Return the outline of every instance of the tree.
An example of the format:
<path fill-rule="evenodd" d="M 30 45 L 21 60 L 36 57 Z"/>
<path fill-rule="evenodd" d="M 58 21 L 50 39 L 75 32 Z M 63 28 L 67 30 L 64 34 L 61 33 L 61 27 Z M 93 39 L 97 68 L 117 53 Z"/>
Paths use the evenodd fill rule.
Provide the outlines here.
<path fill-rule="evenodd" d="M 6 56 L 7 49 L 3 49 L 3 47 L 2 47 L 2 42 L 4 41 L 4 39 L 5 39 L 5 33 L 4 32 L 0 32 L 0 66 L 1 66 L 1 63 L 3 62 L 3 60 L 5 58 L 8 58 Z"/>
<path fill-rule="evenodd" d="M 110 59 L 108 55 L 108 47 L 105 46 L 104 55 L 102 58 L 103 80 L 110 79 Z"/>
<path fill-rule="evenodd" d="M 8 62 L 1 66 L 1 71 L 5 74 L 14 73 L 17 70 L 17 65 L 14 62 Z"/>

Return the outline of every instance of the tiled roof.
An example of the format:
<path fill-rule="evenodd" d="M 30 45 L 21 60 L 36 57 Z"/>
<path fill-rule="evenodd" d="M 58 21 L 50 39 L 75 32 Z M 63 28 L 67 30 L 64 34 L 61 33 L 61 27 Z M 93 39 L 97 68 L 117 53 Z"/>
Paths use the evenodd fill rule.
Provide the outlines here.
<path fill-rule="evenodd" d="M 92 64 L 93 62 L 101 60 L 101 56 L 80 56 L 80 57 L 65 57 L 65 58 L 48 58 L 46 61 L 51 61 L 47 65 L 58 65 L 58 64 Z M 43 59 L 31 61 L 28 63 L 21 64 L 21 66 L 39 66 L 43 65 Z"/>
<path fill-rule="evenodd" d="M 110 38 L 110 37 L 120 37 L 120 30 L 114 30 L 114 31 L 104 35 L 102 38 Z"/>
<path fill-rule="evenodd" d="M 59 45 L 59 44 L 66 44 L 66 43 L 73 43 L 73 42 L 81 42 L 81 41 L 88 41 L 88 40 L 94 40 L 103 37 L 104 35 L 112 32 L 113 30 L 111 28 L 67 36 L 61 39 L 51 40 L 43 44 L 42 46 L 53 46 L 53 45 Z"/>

> [Work item] Retype all of the entries shown above, exactly.

> [Output for this exercise]
Return the outline of every instance of the tree.
An example of the format:
<path fill-rule="evenodd" d="M 30 45 L 21 60 L 36 57 Z"/>
<path fill-rule="evenodd" d="M 58 21 L 50 39 L 75 32 Z M 63 28 L 67 30 L 64 34 L 61 33 L 61 27 Z M 93 39 L 97 68 L 117 53 Z"/>
Paths use the evenodd fill rule.
Provide the outlines here.
<path fill-rule="evenodd" d="M 6 56 L 7 49 L 3 49 L 3 47 L 2 47 L 2 42 L 4 41 L 4 39 L 5 39 L 5 33 L 4 32 L 0 32 L 0 66 L 1 66 L 1 63 L 3 62 L 3 60 L 5 58 L 8 58 Z"/>
<path fill-rule="evenodd" d="M 110 59 L 108 55 L 108 47 L 105 46 L 104 55 L 102 58 L 103 80 L 110 79 Z"/>
<path fill-rule="evenodd" d="M 8 62 L 1 66 L 1 71 L 5 74 L 14 73 L 17 70 L 17 65 L 14 62 Z"/>

Return the outline of every instance of the tiled roof.
An example of the format:
<path fill-rule="evenodd" d="M 30 45 L 21 60 L 36 57 Z"/>
<path fill-rule="evenodd" d="M 58 21 L 50 39 L 75 32 Z M 63 28 L 67 30 L 64 34 L 61 33 L 61 27 Z M 93 39 L 97 68 L 117 53 Z"/>
Paths use the evenodd fill rule.
Provide the outlines here.
<path fill-rule="evenodd" d="M 92 64 L 93 62 L 101 60 L 101 56 L 80 56 L 80 57 L 65 57 L 65 58 L 48 58 L 46 61 L 51 61 L 47 65 L 58 65 L 58 64 Z M 43 59 L 31 61 L 28 63 L 21 64 L 21 66 L 39 66 L 43 65 Z"/>
<path fill-rule="evenodd" d="M 110 38 L 110 37 L 120 37 L 120 30 L 114 30 L 114 31 L 104 35 L 102 38 Z"/>
<path fill-rule="evenodd" d="M 59 45 L 59 44 L 66 44 L 66 43 L 73 43 L 73 42 L 81 42 L 81 41 L 88 41 L 88 40 L 94 40 L 103 37 L 104 35 L 112 32 L 113 30 L 111 28 L 67 36 L 61 39 L 51 40 L 43 44 L 42 46 L 53 46 L 53 45 Z"/>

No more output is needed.